## EXERCISE REQUIREMENTS:
For each line of the listing that contains "wire", make a copy and return it.

## INPUT:
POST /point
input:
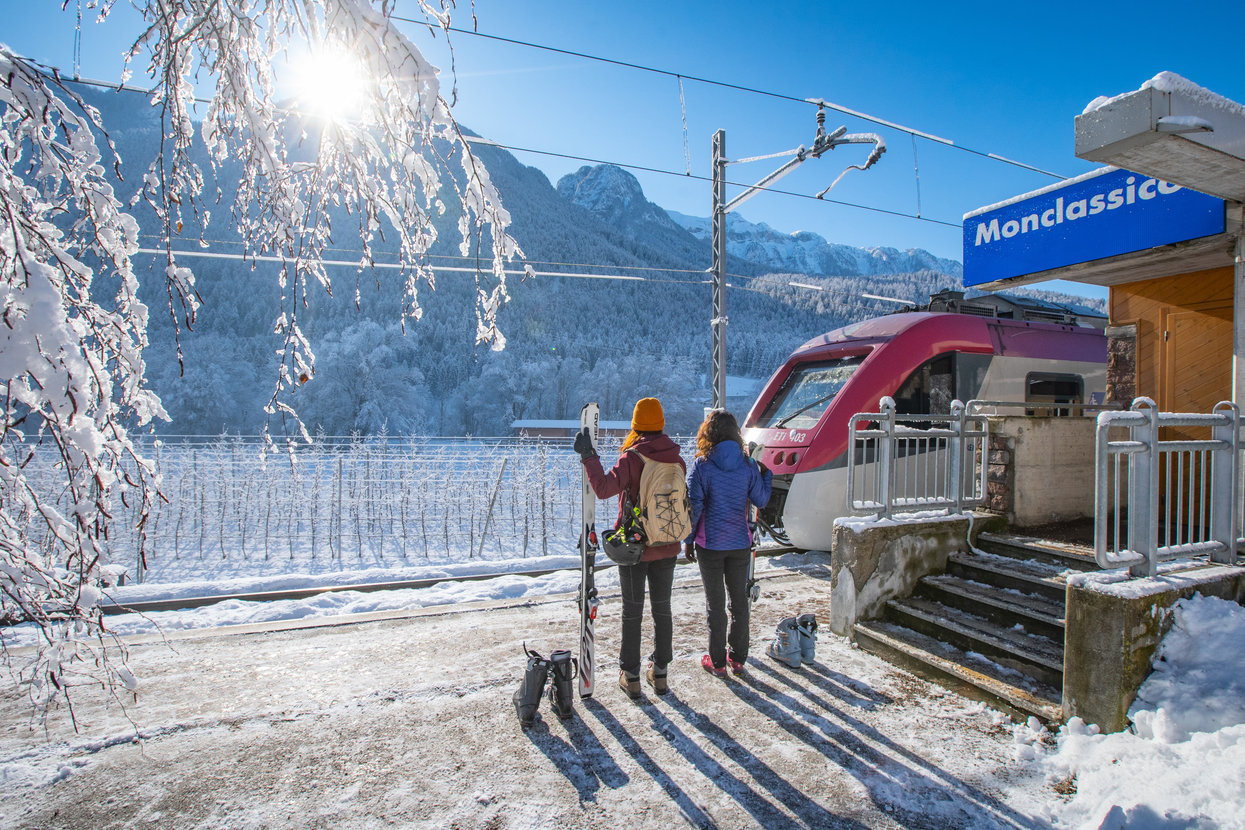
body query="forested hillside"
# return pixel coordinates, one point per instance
(568, 339)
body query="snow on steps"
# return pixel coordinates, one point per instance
(991, 626)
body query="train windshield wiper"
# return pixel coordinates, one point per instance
(804, 408)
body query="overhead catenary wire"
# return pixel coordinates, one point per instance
(453, 269)
(628, 166)
(455, 258)
(706, 178)
(740, 87)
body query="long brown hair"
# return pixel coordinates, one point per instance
(718, 426)
(633, 437)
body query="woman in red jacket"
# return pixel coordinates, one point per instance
(656, 566)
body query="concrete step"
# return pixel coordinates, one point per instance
(1030, 548)
(1027, 576)
(970, 675)
(1006, 607)
(1033, 655)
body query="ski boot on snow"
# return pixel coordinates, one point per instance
(806, 625)
(562, 688)
(527, 698)
(786, 643)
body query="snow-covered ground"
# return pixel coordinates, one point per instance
(364, 709)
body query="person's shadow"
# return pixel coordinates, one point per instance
(771, 808)
(585, 763)
(897, 778)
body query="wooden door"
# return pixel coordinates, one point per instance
(1197, 360)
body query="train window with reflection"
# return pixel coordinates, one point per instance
(929, 390)
(1048, 387)
(807, 392)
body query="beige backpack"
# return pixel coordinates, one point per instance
(665, 513)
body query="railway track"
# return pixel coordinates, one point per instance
(182, 604)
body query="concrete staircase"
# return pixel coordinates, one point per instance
(991, 626)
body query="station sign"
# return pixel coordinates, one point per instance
(1101, 214)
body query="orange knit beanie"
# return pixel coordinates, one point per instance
(648, 416)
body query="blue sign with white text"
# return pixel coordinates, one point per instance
(1089, 218)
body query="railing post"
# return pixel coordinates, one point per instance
(956, 451)
(888, 454)
(1143, 490)
(1224, 504)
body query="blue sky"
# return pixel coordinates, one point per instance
(1004, 79)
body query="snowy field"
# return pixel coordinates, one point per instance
(345, 504)
(396, 711)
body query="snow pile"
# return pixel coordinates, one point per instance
(1173, 82)
(1180, 763)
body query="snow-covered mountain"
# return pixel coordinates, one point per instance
(615, 197)
(807, 253)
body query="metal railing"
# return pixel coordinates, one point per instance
(908, 463)
(1160, 498)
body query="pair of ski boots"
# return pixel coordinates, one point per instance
(559, 671)
(794, 641)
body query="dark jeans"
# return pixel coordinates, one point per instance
(725, 574)
(660, 576)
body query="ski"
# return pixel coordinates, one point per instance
(753, 586)
(589, 417)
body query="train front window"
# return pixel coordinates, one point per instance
(807, 392)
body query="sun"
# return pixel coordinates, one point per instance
(330, 83)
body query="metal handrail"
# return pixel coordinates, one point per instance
(975, 406)
(1190, 488)
(916, 468)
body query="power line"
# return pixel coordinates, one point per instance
(643, 168)
(740, 87)
(446, 256)
(461, 269)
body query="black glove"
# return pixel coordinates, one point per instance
(584, 444)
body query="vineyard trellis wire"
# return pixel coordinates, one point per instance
(347, 503)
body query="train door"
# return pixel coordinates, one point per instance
(921, 463)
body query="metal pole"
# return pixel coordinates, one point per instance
(1239, 322)
(718, 321)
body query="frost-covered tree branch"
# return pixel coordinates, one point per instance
(72, 330)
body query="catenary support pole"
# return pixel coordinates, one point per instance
(1239, 321)
(718, 321)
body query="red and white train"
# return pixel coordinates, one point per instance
(1024, 351)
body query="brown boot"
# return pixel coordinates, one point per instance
(629, 683)
(656, 680)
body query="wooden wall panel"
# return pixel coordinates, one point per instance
(1151, 305)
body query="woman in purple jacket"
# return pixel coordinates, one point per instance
(720, 487)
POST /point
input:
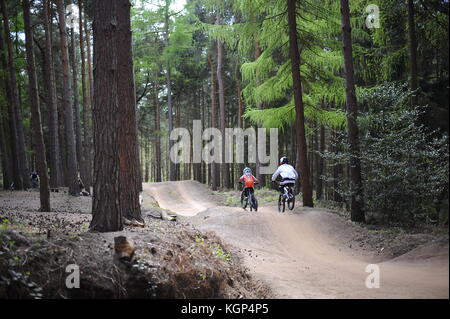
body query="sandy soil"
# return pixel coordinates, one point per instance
(306, 253)
(171, 259)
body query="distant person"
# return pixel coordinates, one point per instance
(249, 181)
(82, 190)
(287, 173)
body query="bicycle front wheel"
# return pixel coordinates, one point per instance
(281, 204)
(291, 203)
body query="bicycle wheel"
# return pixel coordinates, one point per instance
(254, 203)
(281, 204)
(244, 202)
(291, 203)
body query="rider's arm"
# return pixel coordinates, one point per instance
(296, 173)
(275, 175)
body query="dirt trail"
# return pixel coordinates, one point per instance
(297, 253)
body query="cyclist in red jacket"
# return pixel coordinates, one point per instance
(249, 181)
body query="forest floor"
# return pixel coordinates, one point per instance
(172, 260)
(315, 253)
(213, 250)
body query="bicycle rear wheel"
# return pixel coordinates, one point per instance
(281, 204)
(291, 203)
(244, 202)
(254, 203)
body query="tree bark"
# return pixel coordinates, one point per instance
(15, 103)
(106, 213)
(158, 130)
(38, 136)
(68, 109)
(412, 53)
(87, 133)
(130, 177)
(76, 107)
(213, 170)
(10, 149)
(55, 174)
(320, 164)
(5, 154)
(259, 106)
(172, 168)
(357, 201)
(302, 163)
(221, 87)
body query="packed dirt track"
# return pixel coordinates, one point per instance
(306, 253)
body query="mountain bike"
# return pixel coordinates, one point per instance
(250, 200)
(286, 196)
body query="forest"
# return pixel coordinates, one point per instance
(96, 97)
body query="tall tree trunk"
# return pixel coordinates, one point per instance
(158, 130)
(38, 136)
(130, 176)
(213, 170)
(172, 168)
(55, 174)
(106, 213)
(5, 154)
(89, 67)
(414, 82)
(87, 133)
(68, 109)
(221, 87)
(76, 106)
(15, 102)
(11, 147)
(357, 201)
(320, 164)
(259, 106)
(302, 156)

## FINISHED EXERCISE:
body query="overhead catenary wire"
body query="vineyard trellis wire"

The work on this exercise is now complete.